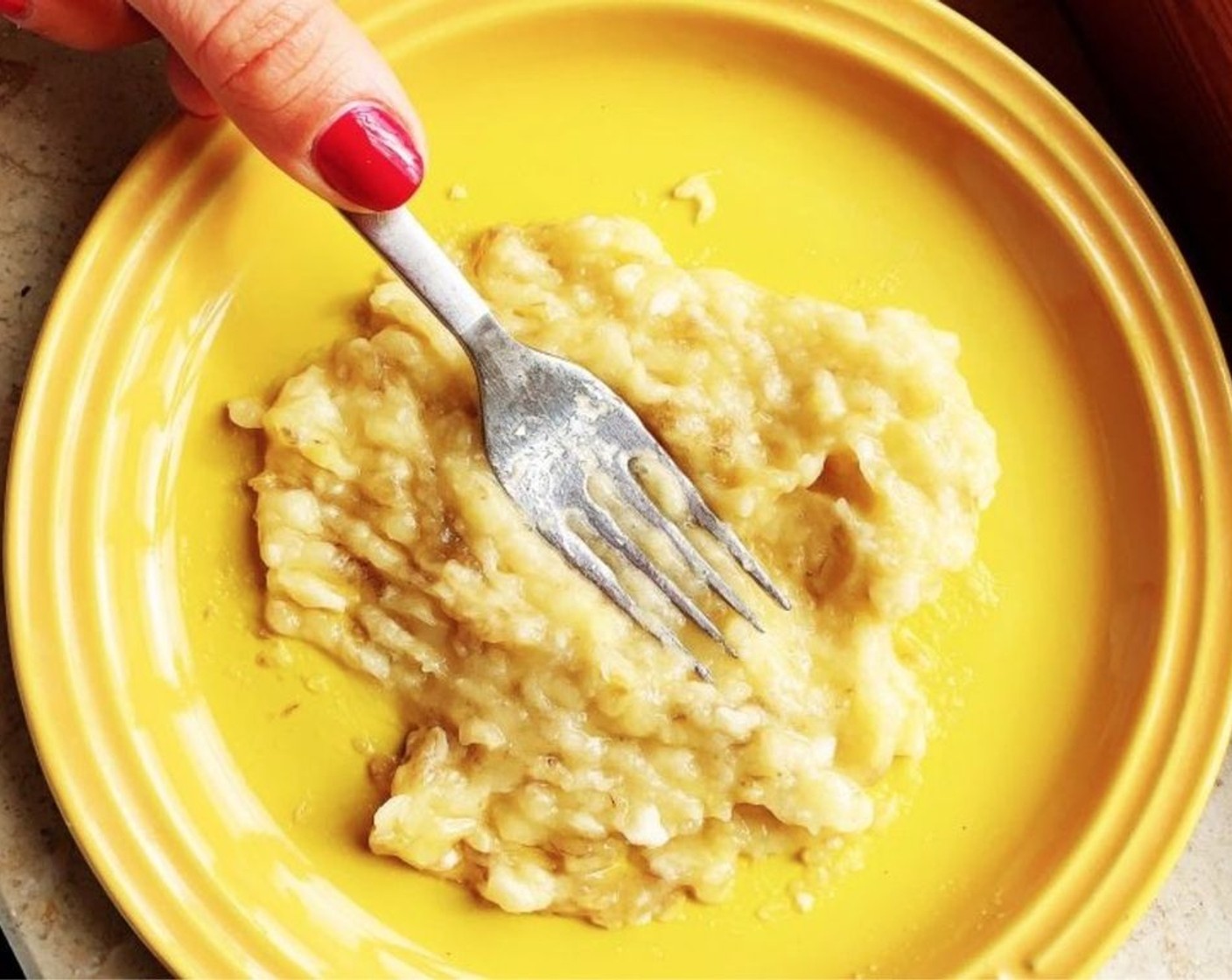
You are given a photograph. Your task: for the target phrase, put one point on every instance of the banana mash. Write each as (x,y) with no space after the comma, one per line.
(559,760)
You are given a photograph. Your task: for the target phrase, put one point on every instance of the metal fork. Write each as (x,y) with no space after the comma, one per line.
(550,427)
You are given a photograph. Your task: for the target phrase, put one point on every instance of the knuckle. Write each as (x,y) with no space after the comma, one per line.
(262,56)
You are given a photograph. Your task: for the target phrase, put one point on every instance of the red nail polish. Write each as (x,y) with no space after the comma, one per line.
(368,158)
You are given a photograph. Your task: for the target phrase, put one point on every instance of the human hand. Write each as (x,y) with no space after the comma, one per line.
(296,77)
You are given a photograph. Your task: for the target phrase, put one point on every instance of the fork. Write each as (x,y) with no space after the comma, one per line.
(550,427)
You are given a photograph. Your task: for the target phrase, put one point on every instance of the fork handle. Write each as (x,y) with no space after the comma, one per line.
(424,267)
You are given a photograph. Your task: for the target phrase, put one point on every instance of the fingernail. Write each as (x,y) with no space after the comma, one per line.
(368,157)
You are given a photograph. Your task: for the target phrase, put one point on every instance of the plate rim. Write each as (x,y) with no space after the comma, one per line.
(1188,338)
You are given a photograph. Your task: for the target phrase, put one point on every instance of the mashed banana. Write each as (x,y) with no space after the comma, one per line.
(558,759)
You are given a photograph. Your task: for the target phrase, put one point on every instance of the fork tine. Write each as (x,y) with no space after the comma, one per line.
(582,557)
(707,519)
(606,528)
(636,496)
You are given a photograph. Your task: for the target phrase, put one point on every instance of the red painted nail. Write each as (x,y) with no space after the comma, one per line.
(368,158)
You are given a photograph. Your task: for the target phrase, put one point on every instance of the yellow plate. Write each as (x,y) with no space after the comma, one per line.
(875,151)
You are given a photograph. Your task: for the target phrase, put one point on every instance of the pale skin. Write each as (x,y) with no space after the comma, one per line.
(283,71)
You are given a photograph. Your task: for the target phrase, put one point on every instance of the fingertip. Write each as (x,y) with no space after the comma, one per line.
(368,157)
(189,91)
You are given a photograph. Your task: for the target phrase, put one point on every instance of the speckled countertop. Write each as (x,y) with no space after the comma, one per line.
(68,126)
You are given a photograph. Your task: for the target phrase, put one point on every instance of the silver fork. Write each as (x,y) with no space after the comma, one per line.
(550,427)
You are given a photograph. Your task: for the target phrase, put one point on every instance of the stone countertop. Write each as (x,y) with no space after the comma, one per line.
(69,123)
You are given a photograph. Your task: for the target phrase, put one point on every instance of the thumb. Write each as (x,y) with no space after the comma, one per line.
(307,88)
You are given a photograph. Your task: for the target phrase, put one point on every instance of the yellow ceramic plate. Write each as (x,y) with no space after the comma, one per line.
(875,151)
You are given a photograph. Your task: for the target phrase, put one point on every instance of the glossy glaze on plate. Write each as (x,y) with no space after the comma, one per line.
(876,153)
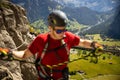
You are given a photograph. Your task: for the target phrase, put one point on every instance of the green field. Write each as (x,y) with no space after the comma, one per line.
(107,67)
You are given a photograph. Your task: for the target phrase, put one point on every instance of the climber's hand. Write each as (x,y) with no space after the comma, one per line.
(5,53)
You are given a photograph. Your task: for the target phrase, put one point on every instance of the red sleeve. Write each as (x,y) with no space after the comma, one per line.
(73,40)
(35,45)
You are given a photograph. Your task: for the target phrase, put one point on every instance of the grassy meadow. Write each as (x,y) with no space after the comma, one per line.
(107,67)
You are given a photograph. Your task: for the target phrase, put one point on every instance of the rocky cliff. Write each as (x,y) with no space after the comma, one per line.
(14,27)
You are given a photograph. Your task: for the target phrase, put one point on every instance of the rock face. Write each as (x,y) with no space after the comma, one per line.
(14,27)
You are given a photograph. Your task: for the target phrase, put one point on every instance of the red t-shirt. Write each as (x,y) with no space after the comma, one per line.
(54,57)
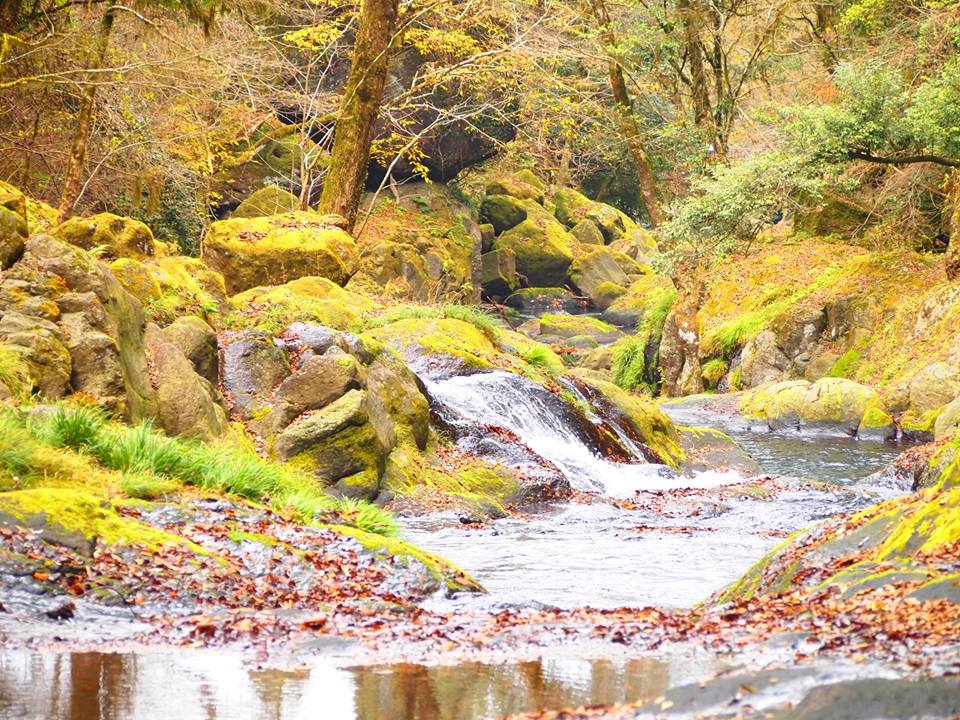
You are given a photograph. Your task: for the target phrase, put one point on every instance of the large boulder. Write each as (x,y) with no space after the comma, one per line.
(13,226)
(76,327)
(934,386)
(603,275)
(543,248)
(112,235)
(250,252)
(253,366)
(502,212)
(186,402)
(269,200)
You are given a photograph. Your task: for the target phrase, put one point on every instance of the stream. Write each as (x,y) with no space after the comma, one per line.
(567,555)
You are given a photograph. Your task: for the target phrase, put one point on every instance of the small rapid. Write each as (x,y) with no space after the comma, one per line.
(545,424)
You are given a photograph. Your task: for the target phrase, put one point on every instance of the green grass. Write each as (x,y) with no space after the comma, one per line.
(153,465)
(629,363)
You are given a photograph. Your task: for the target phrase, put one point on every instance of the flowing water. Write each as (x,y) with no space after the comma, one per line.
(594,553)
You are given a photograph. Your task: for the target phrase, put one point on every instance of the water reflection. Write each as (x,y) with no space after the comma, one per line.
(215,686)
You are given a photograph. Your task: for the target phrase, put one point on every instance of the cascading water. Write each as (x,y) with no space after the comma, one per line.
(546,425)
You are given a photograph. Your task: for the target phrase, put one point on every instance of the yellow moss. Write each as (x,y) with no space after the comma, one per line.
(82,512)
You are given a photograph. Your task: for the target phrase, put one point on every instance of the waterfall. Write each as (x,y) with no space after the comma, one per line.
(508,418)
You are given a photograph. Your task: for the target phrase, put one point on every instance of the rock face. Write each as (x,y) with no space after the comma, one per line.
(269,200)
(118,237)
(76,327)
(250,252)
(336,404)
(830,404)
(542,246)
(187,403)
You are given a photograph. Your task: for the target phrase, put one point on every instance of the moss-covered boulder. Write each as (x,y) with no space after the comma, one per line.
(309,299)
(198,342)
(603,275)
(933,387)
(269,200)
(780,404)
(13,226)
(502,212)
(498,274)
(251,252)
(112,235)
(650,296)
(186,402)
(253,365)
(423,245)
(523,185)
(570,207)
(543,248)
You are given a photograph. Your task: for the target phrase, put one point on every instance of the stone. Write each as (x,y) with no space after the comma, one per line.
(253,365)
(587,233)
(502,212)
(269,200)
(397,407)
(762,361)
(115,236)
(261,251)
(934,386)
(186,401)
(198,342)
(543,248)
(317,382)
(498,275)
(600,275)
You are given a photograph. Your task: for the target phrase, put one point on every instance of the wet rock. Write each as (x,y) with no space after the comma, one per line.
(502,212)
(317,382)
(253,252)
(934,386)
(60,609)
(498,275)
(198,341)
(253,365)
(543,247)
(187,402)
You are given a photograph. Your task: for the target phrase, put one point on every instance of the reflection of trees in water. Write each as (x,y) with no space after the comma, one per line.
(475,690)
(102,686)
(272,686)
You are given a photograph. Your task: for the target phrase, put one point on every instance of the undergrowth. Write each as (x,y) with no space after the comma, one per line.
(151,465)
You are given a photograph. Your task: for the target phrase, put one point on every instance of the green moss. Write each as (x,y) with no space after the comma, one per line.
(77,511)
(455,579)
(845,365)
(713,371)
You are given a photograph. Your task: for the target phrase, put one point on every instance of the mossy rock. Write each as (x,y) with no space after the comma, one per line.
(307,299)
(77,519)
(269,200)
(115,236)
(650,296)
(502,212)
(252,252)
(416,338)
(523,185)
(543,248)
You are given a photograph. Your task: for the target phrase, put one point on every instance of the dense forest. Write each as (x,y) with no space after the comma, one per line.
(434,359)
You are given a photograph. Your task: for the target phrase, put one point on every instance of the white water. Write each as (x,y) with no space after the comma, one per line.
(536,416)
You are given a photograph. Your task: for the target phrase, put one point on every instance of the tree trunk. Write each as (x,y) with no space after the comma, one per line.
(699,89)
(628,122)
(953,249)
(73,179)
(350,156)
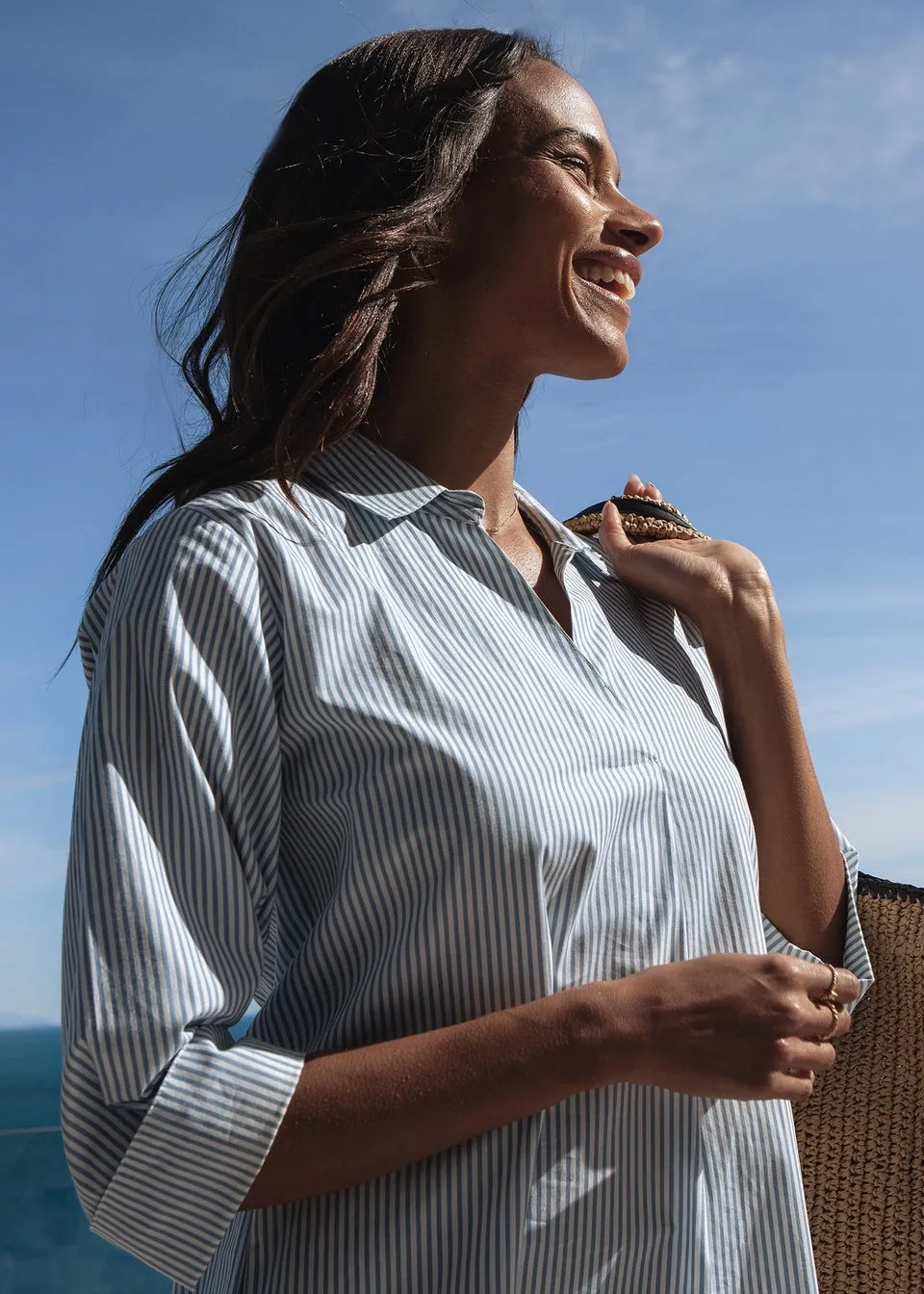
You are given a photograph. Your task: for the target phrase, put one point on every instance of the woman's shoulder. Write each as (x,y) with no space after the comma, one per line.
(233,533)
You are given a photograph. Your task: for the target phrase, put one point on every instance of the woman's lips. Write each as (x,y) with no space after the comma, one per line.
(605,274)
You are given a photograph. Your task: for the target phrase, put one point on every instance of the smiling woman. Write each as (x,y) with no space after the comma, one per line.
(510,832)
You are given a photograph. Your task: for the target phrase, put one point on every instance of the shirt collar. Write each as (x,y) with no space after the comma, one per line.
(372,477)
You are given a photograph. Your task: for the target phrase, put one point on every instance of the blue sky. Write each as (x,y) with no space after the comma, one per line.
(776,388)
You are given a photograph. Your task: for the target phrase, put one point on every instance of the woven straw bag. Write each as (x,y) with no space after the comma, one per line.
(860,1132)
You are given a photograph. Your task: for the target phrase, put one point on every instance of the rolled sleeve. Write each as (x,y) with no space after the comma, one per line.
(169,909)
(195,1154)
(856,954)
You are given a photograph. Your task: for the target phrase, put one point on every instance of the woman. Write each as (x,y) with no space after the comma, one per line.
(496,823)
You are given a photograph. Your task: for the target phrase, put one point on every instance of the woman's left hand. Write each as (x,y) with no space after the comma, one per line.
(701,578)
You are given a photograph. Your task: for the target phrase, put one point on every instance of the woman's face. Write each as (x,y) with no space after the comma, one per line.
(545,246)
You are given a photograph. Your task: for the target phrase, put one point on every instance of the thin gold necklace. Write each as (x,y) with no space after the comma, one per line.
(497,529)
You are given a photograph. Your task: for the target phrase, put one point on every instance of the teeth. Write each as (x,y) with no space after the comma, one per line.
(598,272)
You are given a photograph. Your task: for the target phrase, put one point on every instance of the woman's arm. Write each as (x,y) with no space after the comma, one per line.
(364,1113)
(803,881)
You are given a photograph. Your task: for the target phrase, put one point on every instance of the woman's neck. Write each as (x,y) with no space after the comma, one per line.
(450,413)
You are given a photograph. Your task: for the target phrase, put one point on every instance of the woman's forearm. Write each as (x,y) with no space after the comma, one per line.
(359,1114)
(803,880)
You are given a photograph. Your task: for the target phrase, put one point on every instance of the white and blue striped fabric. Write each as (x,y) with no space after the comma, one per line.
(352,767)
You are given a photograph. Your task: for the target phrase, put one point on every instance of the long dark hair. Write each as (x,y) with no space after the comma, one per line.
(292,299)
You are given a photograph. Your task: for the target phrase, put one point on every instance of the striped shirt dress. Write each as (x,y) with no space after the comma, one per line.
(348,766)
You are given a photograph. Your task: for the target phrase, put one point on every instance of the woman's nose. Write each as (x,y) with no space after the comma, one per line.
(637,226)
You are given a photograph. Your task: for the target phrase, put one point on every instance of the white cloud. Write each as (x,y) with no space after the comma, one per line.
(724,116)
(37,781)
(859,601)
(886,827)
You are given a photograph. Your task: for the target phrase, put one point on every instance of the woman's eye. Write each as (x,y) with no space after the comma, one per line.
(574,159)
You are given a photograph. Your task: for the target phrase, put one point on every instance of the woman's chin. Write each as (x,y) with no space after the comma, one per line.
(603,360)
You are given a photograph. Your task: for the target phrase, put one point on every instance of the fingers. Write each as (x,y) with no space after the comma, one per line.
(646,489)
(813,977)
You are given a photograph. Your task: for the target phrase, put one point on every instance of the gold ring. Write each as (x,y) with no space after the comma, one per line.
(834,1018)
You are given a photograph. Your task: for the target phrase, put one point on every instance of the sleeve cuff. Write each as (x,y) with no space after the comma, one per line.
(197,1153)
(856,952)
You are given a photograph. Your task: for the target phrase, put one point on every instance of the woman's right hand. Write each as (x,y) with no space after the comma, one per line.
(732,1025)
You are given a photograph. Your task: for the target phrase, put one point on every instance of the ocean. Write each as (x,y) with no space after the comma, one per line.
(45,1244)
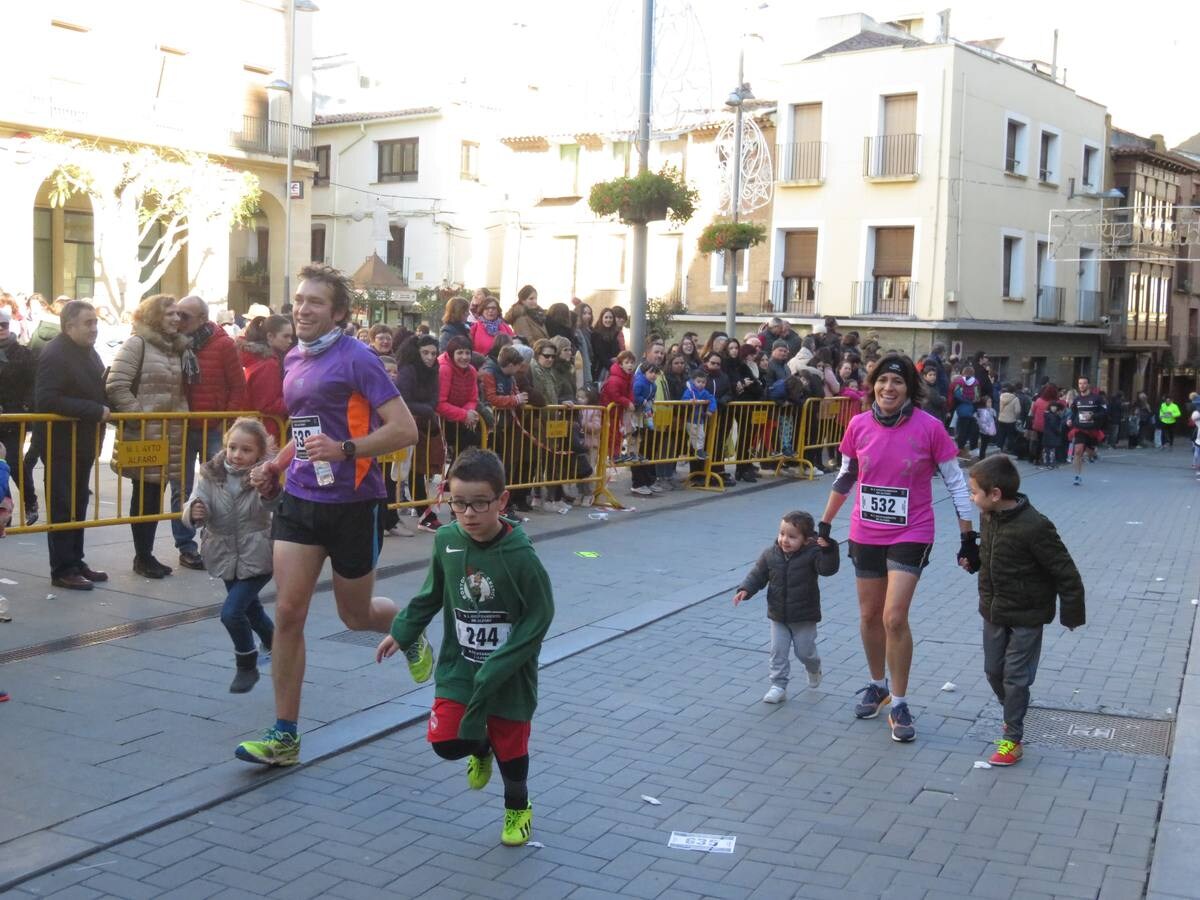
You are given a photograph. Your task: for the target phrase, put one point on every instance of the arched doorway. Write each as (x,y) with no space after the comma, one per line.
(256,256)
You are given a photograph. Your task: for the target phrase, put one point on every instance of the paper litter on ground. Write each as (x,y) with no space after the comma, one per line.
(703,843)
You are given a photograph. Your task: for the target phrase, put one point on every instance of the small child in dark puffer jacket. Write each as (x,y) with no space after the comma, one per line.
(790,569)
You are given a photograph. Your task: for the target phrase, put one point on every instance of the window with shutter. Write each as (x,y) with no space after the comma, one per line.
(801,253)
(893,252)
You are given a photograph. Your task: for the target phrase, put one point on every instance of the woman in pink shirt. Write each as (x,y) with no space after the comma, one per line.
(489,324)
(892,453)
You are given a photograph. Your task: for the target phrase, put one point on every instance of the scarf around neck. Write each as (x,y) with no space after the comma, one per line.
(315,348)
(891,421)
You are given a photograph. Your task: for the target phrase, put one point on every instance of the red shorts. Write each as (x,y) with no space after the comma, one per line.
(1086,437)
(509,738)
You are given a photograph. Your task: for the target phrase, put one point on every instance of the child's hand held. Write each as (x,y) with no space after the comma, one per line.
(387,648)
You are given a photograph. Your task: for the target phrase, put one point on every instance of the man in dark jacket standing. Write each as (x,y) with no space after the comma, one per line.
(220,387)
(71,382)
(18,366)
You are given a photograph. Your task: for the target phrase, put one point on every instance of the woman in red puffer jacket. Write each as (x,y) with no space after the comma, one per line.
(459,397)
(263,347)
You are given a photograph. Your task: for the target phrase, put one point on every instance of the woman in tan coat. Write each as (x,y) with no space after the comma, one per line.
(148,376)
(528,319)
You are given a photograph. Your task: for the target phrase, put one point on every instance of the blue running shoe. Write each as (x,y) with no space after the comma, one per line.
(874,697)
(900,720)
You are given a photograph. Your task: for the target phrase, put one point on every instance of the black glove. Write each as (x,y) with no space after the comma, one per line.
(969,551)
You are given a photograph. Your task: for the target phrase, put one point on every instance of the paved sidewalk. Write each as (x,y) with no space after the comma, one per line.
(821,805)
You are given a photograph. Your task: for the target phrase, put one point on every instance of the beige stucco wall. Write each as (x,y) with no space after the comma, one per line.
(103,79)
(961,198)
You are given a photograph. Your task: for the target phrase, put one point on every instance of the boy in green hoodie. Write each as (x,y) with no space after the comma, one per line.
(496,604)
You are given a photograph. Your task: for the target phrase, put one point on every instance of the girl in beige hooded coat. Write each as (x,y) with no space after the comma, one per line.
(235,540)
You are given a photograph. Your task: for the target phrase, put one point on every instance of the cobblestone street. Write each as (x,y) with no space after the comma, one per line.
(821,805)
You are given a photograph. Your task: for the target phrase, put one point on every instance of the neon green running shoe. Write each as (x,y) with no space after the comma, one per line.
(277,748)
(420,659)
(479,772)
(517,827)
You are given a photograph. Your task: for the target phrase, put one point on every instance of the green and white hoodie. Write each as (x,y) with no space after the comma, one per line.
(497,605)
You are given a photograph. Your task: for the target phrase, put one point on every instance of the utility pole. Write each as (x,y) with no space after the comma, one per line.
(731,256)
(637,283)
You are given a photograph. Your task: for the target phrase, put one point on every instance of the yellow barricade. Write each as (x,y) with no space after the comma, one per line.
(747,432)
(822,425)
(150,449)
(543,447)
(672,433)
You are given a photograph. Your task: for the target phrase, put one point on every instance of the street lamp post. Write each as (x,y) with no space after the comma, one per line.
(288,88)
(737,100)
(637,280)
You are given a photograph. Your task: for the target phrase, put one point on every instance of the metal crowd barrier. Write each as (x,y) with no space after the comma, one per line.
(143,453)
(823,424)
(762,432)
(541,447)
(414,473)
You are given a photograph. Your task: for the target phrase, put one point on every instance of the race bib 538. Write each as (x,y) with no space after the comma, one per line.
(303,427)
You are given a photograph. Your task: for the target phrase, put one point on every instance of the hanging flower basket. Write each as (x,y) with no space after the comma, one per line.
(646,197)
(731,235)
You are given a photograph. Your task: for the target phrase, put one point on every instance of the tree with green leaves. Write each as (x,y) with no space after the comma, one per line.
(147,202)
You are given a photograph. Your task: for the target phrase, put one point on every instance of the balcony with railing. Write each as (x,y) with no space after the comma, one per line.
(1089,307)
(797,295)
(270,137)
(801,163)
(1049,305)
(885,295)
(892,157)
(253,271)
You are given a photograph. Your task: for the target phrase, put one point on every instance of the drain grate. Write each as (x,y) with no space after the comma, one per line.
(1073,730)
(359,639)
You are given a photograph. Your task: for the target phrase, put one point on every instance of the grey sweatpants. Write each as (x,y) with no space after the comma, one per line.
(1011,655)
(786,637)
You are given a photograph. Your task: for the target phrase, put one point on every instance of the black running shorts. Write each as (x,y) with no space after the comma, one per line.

GOAL: Give back exactly the lines from the line holding "of the balcony" through the last line of the listing, including both.

SOLUTION FOR THIS EXERCISE:
You are given a photograph. Your task: for the target phrase, put one point on every instance of the balcony with railing. Write each as (x,y) with no space after the comma, one per line.
(1089,307)
(797,295)
(270,137)
(801,163)
(1049,305)
(885,295)
(892,157)
(253,271)
You are given a photograph. Your task: for the target phrase, put one point on every instance of the drain grate. Write each as (x,y) with no space after the comma, one per line.
(1073,730)
(359,639)
You are given a photograph. Your task: for the target phrase, put one point on every instance of the grey sweatpants. Write each as (x,y) with no space after the comma, one per line.
(1011,655)
(786,637)
You are given a photograph. Your task: for the target phrase, put one point on every instance of the black running shorts. Write each as (x,y) with no space after the comma, one per line.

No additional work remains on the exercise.